> _Directive 1_
In the records below, rewrite everything from the line containing "Label the blurred" down to the end of the records, replacing "green foliage" with "green leaves" and leaving everything else unchanged.

====== Text section ======

Zeta Aquilae's two components can be designated Zeta Aquilae A (officially named Okab /ˈkæb/, the traditional name for the system)[12] and B. Zeta Aquilae has a number of companions listed and together they are designated WDS J19054+1352. As the primary star of this group, Zeta Aquilae also bears the designation WDS J19054+1352A.[10] The companions are then designated WDS J19054+1352B, C, D and E.[13][14][15][16]



ζ Aquilae (Latinised to Zeta Aquilae) is the binary's Bayer designation. The designations of the two components as Zeta Aquilae A and B derive from the convention used by the Washington Multiplicity Catalog (WMC) for multiple star systems, and adopted by the International Astronomical Union (IAU).[17] WDS J19054+1352 is the entry of the wider system of which Zeta Aquilae is a member in the Washington Double Star Catalog.

====== Dataset ======

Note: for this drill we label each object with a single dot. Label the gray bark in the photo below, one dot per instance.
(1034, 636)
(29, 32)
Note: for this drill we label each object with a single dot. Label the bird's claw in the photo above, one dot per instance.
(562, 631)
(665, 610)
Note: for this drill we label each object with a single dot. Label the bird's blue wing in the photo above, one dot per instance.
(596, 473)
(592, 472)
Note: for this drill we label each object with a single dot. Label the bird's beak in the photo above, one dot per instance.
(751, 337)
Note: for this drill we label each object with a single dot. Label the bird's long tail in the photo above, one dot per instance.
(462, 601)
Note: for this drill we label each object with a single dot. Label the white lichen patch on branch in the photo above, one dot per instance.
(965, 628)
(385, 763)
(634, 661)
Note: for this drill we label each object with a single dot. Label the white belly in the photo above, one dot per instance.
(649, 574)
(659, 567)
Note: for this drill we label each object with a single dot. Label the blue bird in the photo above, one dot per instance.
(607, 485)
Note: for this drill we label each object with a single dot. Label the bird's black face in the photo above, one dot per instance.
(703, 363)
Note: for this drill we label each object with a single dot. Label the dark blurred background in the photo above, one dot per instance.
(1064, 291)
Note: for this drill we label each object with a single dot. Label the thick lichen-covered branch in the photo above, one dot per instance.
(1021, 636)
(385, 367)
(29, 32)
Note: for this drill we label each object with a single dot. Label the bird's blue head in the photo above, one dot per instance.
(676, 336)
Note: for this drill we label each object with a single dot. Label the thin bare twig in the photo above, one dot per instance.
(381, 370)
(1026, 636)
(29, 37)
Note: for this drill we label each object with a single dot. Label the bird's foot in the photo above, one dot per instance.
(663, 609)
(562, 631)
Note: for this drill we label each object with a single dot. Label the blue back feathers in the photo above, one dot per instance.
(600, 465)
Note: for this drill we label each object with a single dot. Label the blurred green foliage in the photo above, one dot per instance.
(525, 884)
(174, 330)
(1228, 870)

======

> _Directive 2_
From the Zeta Aquilae text above, copy everything from "ζ Aquilae (Latinised" down to "Double Star Catalog." without any changes.

> _Result 1_
Note: for this drill we label each object with a single dot. Label the blurred green leaves in the photo above, one dot per instance.
(525, 884)
(174, 330)
(1228, 870)

> _Result 2_
ζ Aquilae (Latinised to Zeta Aquilae) is the binary's Bayer designation. The designations of the two components as Zeta Aquilae A and B derive from the convention used by the Washington Multiplicity Catalog (WMC) for multiple star systems, and adopted by the International Astronomical Union (IAU).[17] WDS J19054+1352 is the entry of the wider system of which Zeta Aquilae is a member in the Washington Double Star Catalog.